◆ Passage to read ◆
▼▼▼
ALCOHOL, NOPE: Holly and I stopped drinking after our disappointing Body Fat tests. Over the past three weeks, we felt better than ever. But, vacation – right? Plus we are in NOLA with some great people, did a 12 hour event, so it’s time to celebrate and push “healthy” aside for a bit. Neither of us felt good during or after drinking, to be honest. Was it worth it? Kinda. No. Not really. In coming back to reality – AKA Home – it’s tougher to recover than it should be. It hurts. And I should be smarter about these things as I get older. Alcohol does not help with durability, resilience, strength, or endurance. And it certainly didn’t help me enjoy life, the people I was with, or the city I was in any more than I already was

KNOW YOUR LIMITS BEFORE FAILURE: During the Welcome Party of the GRT Reunion Tough – the part where we PT well past muscle failure to get our minds right – there was a Casualty Carry section. I paired up with another guy of similar size & weight. We carried each other the length of the soccer field and back no problem – without rucks. Next we loaded up with 35#-40# rucks each and setup for another round of Casualty Carries. I started getting him on my shoulders and my core just gave out. I dumped my teammate to the ground and strained my neck, shoulders, back, and abs pretty good. Of course, I couldn’t accept that failure – so I setup to try again.  Nope. I went down again. I failed. I failed my team (as I didn’t ask for help), I failed my teammate (as I couldn’t get him off the battlefield), and I failed myself (as I didn’t know my limits). This left me much less effective through the remainder of the event, and will impact training this coming week. Fuck. Lesson learned? Yup. Know your limits.
▲▲▲
◆ Entries supplied ◆
▼▼▼
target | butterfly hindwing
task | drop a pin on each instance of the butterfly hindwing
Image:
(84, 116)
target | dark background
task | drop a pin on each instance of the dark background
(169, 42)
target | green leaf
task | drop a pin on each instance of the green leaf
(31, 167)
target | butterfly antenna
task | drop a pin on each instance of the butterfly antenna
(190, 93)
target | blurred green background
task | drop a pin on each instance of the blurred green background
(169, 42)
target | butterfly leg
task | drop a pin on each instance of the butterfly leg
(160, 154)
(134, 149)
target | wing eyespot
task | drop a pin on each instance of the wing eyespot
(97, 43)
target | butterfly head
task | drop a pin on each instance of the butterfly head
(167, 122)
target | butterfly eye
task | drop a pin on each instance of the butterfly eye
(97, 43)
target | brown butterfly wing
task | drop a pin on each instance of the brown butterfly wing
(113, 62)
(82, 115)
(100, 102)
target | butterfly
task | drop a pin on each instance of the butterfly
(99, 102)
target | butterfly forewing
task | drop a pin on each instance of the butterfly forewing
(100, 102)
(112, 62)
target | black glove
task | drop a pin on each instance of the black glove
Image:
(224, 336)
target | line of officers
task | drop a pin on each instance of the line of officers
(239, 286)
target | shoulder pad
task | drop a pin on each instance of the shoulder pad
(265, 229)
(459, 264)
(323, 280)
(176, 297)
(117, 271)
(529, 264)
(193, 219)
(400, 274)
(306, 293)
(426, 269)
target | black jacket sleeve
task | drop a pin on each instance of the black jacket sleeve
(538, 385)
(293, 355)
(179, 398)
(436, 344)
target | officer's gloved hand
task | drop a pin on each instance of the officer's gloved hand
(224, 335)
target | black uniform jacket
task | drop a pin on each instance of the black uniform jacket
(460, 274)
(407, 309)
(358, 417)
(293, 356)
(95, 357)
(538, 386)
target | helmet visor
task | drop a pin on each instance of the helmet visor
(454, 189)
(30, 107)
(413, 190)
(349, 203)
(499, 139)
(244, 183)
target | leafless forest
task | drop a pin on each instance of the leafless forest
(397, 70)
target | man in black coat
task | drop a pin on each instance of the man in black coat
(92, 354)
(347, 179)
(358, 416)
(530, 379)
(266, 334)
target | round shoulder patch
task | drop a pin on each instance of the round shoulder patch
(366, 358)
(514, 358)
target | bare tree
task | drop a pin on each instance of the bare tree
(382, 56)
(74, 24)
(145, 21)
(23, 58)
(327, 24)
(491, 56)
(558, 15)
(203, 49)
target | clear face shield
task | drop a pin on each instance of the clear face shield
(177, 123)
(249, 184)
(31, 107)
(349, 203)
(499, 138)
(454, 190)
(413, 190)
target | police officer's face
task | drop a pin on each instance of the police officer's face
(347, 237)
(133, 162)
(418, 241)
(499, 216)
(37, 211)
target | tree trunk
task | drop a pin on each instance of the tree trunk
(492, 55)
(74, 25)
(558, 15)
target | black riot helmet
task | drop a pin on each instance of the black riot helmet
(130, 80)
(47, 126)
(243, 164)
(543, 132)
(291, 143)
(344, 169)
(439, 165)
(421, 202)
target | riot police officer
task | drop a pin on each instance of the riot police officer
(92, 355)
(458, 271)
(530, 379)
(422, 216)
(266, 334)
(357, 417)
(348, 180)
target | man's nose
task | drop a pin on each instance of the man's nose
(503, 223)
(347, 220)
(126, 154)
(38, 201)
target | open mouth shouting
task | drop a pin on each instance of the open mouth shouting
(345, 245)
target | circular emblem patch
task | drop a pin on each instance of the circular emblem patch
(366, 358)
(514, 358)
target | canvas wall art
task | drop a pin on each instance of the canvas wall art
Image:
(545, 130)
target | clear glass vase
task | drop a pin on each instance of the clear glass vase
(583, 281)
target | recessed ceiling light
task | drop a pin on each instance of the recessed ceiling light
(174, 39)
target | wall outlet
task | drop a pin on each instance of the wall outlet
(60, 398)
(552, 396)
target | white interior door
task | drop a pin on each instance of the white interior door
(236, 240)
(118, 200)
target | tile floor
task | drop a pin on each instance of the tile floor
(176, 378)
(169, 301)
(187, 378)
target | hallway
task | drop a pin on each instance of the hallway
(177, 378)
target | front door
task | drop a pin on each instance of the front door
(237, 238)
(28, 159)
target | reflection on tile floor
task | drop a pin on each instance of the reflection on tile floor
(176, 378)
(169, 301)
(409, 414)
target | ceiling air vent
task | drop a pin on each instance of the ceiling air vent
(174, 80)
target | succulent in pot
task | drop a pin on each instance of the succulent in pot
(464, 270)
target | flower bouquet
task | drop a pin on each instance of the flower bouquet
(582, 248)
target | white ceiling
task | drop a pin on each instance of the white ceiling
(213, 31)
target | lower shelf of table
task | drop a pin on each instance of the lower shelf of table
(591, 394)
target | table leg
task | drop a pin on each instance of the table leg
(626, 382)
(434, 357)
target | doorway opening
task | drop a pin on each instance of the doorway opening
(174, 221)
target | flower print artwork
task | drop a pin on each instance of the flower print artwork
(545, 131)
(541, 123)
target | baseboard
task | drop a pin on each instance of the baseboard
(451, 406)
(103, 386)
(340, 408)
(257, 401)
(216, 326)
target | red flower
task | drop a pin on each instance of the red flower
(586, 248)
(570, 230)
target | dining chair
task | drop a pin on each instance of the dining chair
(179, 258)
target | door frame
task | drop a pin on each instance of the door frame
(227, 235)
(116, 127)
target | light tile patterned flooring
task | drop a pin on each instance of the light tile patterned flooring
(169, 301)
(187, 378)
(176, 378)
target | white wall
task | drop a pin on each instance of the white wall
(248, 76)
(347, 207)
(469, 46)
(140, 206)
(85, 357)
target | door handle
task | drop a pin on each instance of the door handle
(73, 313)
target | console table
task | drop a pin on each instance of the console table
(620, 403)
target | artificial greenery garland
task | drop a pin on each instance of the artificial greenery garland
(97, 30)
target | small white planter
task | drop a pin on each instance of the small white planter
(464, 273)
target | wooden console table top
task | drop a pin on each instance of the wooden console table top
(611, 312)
▲▲▲
◆ Problem details ◆
Copy out, word for word, the full passage above about drinking on vacation and knowing your limits.

◆ Written solution ◆
ALCOHOL, NOPE: Holly and I stopped drinking after our disappointing Body Fat tests. Over the past three weeks, we felt better than ever. But, vacation – right? Plus we are in NOLA with some great people, did a 12 hour event, so it’s time to celebrate and push “healthy” aside for a bit. Neither of us felt good during or after drinking, to be honest. Was it worth it? Kinda. No. Not really. In coming back to reality – AKA Home – it’s tougher to recover than it should be. It hurts. And I should be smarter about these things as I get older. Alcohol does not help with durability, resilience, strength, or endurance. And it certainly didn’t help me enjoy life, the people I was with, or the city I was in any more than I already was

KNOW YOUR LIMITS BEFORE FAILURE: During the Welcome Party of the GRT Reunion Tough – the part where we PT well past muscle failure to get our minds right – there was a Casualty Carry section. I paired up with another guy of similar size & weight. We carried each other the length of the soccer field and back no problem – without rucks. Next we loaded up with 35#-40# rucks each and setup for another round of Casualty Carries. I started getting him on my shoulders and my core just gave out. I dumped my teammate to the ground and strained my neck, shoulders, back, and abs pretty good. Of course, I couldn’t accept that failure – so I setup to try again.  Nope. I went down again. I failed. I failed my team (as I didn’t ask for help), I failed my teammate (as I couldn’t get him off the battlefield), and I failed myself (as I didn’t know my limits). This left me much less effective through the remainder of the event, and will impact training this coming week. Fuck. Lesson learned? Yup. Know your limits.